Alıntılanan metin>
*****

İsim vermek istemeyen iki İsrail askeri: "Bölük komutanına sordum, o da geride hiçbir askeri teçhizat bırakılamayacağını ve düşmanın savaş yöntemlerimizi görmesini istemediğimizi söyledi. Geride savaş yöntemlerine dair hiçbir kanıt kalmadığından emin olmak için bir arama yapacağımı söyledim. Bölük komutanımız yukarıdan evleri yakmaya dair emir almıştı ve bu emirden gayet mutluydu. 'Ayrılmadan önce evi yakacaksınız, her evi!' diye tekrarladı. Böylece Filistinliler geri dönemeyecek ve eğer geride cephane ya da yiyecek bıraktıysak bunları kullanamayacaklardı."
Piyade Er B., askerlerin evlerden ayrılmadan önce yatakları, mobilyaları ve battaniyeleri üst üste yığdığını, kolayca alev alması için de gaz yağı kullandıklarını belirtti: "Ev kolayca yanıyor, fırın gibi oluyordu. Yüzlerce evi yaktık. Askerlerin bir katı ateşe verdiği, diğer askerlerin daha yüksek bir katta olduğu ve merdivenlerdeki alevlerin arasından kaçmak zorunda kaldığı ya da dumandan boğulduğu durumlar dahi oluyordu."
"Gazze'de bıraktığımız yıkımı tahmin dahi edemezsiniz"

*****

Veri kayıtları>
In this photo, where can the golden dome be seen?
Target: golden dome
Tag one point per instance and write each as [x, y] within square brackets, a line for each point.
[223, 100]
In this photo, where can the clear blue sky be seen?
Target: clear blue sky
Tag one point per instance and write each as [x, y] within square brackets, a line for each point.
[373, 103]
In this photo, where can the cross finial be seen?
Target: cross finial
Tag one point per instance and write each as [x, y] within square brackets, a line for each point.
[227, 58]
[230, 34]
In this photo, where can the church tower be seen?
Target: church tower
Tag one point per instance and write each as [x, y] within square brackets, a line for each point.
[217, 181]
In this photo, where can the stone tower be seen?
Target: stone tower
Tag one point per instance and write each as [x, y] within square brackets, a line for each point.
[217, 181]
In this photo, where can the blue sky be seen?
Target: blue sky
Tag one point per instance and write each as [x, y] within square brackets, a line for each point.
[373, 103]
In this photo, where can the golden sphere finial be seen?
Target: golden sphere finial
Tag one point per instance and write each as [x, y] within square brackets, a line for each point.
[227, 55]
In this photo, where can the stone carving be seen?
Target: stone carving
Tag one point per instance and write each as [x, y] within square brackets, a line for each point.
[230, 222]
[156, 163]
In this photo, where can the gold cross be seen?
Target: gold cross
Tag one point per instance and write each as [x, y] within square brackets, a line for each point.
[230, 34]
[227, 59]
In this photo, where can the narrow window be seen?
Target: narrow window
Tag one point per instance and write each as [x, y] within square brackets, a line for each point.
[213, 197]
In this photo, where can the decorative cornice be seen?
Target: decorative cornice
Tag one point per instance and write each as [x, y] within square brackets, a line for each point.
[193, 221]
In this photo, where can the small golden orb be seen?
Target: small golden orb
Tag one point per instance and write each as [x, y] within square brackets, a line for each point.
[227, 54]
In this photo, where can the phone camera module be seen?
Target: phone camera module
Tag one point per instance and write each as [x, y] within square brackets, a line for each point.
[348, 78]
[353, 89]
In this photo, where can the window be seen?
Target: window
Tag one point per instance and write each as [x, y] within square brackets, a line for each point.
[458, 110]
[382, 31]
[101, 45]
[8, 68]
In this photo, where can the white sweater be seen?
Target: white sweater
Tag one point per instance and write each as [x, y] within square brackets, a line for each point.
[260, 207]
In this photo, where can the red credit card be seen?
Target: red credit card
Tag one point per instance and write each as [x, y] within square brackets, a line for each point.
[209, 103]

*****

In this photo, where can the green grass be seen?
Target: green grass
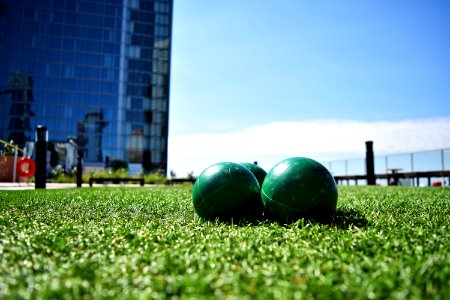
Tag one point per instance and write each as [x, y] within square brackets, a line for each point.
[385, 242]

*****

Görev yönergesi> Alıntılanan metne göre Piyade Er B., askerlerin evlerin kolayca alev alması için ne kullandığını söylüyor? Lütfen tek cümleyle yanıtlayın.

Yazılı çözüm> Askerler evlerin kolayca alev alması için gaz yağı kullanıyordu.